What the task asks: Please return every line in the items below that contains the word "blonde". Case counts.

Listed records:
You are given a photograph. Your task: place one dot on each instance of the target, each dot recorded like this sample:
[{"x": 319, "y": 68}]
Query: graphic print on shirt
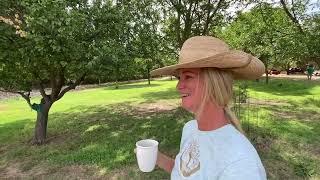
[{"x": 189, "y": 159}]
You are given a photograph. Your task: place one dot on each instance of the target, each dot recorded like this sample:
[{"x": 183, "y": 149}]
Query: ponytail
[{"x": 233, "y": 119}]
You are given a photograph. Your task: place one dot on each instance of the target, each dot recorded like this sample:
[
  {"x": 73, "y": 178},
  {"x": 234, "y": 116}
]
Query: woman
[{"x": 213, "y": 146}]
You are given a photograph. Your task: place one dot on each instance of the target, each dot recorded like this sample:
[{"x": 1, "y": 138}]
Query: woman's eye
[{"x": 188, "y": 77}]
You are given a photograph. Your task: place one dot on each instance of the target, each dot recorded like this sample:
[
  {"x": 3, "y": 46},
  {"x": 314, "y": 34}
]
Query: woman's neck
[{"x": 212, "y": 117}]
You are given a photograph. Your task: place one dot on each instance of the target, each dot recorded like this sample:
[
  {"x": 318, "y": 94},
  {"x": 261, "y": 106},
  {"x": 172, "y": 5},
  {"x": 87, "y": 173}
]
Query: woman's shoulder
[{"x": 192, "y": 124}]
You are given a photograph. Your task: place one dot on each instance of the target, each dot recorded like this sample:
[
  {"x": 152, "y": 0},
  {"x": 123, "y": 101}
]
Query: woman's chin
[{"x": 187, "y": 107}]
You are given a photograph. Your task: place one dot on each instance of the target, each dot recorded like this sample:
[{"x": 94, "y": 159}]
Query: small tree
[{"x": 48, "y": 46}]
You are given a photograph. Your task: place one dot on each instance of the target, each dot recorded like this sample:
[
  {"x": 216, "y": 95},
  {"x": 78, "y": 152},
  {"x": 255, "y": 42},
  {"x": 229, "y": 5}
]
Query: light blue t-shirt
[{"x": 221, "y": 154}]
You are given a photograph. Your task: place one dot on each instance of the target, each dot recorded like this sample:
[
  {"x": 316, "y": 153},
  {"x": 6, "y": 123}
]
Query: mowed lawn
[{"x": 92, "y": 133}]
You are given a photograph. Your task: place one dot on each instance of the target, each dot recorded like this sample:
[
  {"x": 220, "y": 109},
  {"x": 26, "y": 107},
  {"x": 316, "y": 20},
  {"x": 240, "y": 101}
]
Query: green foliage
[{"x": 101, "y": 132}]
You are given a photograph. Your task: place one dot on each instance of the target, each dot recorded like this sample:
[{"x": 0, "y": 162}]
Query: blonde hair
[{"x": 218, "y": 88}]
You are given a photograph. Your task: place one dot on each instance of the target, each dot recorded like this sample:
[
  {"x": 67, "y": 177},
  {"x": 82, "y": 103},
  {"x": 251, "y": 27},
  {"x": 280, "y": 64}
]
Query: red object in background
[{"x": 273, "y": 71}]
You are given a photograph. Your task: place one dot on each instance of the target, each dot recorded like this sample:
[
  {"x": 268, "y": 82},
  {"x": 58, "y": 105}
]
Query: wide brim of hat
[{"x": 241, "y": 64}]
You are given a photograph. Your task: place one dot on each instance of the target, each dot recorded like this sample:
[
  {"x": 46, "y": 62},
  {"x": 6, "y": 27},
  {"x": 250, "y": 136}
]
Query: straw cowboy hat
[{"x": 207, "y": 51}]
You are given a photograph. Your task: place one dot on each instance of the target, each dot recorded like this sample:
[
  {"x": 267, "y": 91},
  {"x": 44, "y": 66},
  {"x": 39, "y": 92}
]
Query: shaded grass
[{"x": 99, "y": 127}]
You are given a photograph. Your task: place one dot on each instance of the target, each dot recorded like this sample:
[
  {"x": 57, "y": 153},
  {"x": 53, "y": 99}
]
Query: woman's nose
[{"x": 180, "y": 85}]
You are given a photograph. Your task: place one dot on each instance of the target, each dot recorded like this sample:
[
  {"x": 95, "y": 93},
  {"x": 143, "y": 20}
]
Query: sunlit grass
[{"x": 97, "y": 128}]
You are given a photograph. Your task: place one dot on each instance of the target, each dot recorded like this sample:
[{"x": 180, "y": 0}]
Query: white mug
[{"x": 147, "y": 153}]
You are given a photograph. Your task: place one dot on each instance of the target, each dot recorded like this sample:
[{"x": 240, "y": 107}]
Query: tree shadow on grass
[
  {"x": 105, "y": 136},
  {"x": 170, "y": 93},
  {"x": 131, "y": 86},
  {"x": 283, "y": 86}
]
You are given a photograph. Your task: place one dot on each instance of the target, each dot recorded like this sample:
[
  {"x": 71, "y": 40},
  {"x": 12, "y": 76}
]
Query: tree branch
[
  {"x": 41, "y": 88},
  {"x": 25, "y": 96},
  {"x": 72, "y": 86},
  {"x": 209, "y": 17},
  {"x": 292, "y": 18}
]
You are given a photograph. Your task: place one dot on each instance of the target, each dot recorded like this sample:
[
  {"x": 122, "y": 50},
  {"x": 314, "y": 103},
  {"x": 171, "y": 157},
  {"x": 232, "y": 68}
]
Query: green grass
[{"x": 92, "y": 133}]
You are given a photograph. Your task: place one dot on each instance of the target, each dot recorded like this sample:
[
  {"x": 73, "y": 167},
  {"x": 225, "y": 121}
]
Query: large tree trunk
[{"x": 40, "y": 132}]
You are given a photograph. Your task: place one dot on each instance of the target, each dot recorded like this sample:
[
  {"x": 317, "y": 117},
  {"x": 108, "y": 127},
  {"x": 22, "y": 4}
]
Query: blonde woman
[{"x": 213, "y": 146}]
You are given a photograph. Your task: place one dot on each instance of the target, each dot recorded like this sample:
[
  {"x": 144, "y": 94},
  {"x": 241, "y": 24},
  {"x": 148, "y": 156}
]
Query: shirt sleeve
[{"x": 244, "y": 169}]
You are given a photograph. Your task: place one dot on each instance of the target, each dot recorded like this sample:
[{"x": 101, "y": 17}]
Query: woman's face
[{"x": 190, "y": 87}]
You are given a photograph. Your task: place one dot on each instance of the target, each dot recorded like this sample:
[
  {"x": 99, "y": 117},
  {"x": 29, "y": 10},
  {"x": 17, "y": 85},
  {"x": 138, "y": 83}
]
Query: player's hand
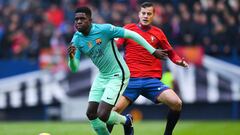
[
  {"x": 160, "y": 54},
  {"x": 71, "y": 51},
  {"x": 182, "y": 63}
]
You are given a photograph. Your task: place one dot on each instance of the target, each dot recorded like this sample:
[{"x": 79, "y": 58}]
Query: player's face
[
  {"x": 82, "y": 22},
  {"x": 146, "y": 15}
]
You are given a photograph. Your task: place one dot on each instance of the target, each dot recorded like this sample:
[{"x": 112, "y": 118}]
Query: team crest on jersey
[
  {"x": 153, "y": 38},
  {"x": 98, "y": 41},
  {"x": 89, "y": 44}
]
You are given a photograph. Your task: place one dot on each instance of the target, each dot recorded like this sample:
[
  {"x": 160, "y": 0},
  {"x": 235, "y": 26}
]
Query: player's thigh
[
  {"x": 92, "y": 110},
  {"x": 170, "y": 98},
  {"x": 114, "y": 89},
  {"x": 153, "y": 87},
  {"x": 122, "y": 104},
  {"x": 97, "y": 89}
]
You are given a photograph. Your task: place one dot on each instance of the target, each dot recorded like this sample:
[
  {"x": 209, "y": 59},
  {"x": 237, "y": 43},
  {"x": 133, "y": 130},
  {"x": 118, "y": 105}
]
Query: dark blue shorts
[{"x": 147, "y": 87}]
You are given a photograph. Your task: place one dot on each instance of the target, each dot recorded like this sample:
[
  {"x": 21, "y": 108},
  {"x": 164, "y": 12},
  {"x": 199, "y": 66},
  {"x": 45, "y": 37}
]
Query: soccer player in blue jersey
[{"x": 96, "y": 41}]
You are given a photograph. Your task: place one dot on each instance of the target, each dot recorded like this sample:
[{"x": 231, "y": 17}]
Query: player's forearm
[
  {"x": 73, "y": 64},
  {"x": 139, "y": 39},
  {"x": 173, "y": 56}
]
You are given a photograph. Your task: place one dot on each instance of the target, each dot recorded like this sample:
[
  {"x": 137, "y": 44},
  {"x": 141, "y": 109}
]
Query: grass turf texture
[{"x": 141, "y": 128}]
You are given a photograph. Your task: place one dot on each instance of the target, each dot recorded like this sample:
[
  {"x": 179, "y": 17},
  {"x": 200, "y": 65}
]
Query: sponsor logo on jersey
[
  {"x": 89, "y": 44},
  {"x": 98, "y": 41}
]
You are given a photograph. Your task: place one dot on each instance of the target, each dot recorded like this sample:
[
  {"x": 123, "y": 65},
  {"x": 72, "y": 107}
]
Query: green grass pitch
[{"x": 141, "y": 128}]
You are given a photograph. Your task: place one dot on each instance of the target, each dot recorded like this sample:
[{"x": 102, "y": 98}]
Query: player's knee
[
  {"x": 102, "y": 115},
  {"x": 91, "y": 115},
  {"x": 117, "y": 109},
  {"x": 177, "y": 105}
]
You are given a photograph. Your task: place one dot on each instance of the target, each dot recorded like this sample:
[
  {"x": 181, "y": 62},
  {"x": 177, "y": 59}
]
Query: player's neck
[{"x": 144, "y": 27}]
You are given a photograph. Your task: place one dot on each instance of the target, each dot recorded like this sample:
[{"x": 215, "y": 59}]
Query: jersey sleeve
[
  {"x": 73, "y": 64},
  {"x": 121, "y": 41},
  {"x": 164, "y": 44}
]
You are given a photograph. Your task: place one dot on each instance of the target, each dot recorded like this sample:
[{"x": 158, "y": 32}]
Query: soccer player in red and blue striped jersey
[{"x": 146, "y": 70}]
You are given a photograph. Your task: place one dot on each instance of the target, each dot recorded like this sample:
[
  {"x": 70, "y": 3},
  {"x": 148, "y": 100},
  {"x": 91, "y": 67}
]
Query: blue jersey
[{"x": 100, "y": 47}]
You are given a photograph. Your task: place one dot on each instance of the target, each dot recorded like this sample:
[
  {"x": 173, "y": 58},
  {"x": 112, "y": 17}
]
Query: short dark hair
[
  {"x": 147, "y": 4},
  {"x": 85, "y": 10}
]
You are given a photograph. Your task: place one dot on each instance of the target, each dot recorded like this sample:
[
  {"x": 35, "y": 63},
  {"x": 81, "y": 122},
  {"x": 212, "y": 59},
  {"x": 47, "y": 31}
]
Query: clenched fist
[{"x": 71, "y": 51}]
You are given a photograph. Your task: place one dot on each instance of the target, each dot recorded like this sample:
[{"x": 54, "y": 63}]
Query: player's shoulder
[
  {"x": 105, "y": 27},
  {"x": 130, "y": 26},
  {"x": 154, "y": 28}
]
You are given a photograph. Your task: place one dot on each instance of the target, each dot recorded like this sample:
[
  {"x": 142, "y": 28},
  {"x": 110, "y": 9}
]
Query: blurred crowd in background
[{"x": 29, "y": 26}]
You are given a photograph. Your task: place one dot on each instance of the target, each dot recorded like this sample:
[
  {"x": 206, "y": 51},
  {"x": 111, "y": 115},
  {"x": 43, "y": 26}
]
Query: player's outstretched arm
[
  {"x": 160, "y": 54},
  {"x": 73, "y": 63}
]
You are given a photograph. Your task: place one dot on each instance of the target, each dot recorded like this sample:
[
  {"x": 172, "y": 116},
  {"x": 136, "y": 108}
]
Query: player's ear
[{"x": 90, "y": 19}]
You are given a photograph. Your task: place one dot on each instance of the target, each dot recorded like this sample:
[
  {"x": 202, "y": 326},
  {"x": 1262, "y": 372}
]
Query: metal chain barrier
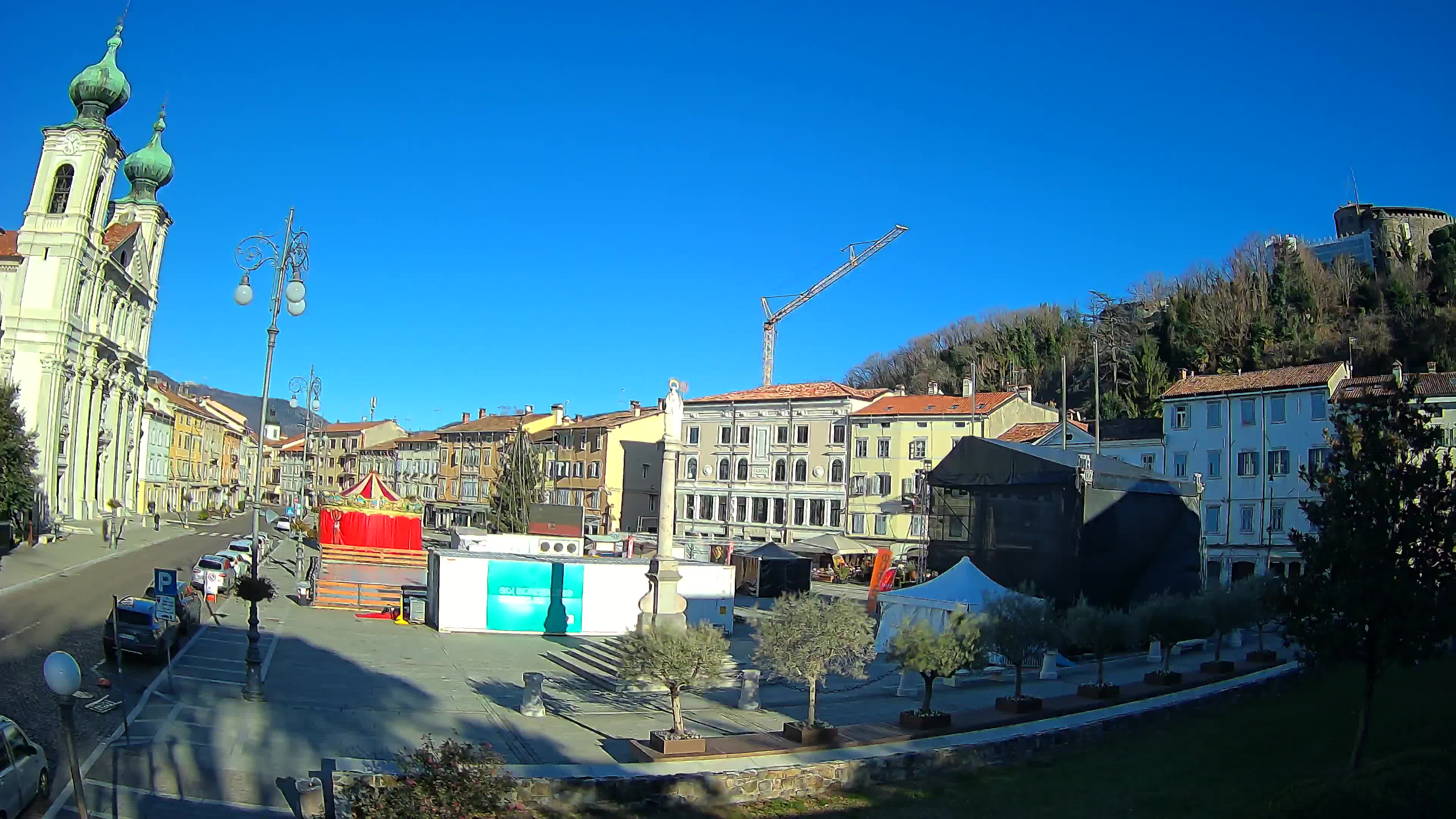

Completed task:
Query: blonde hair
Query: blonde woman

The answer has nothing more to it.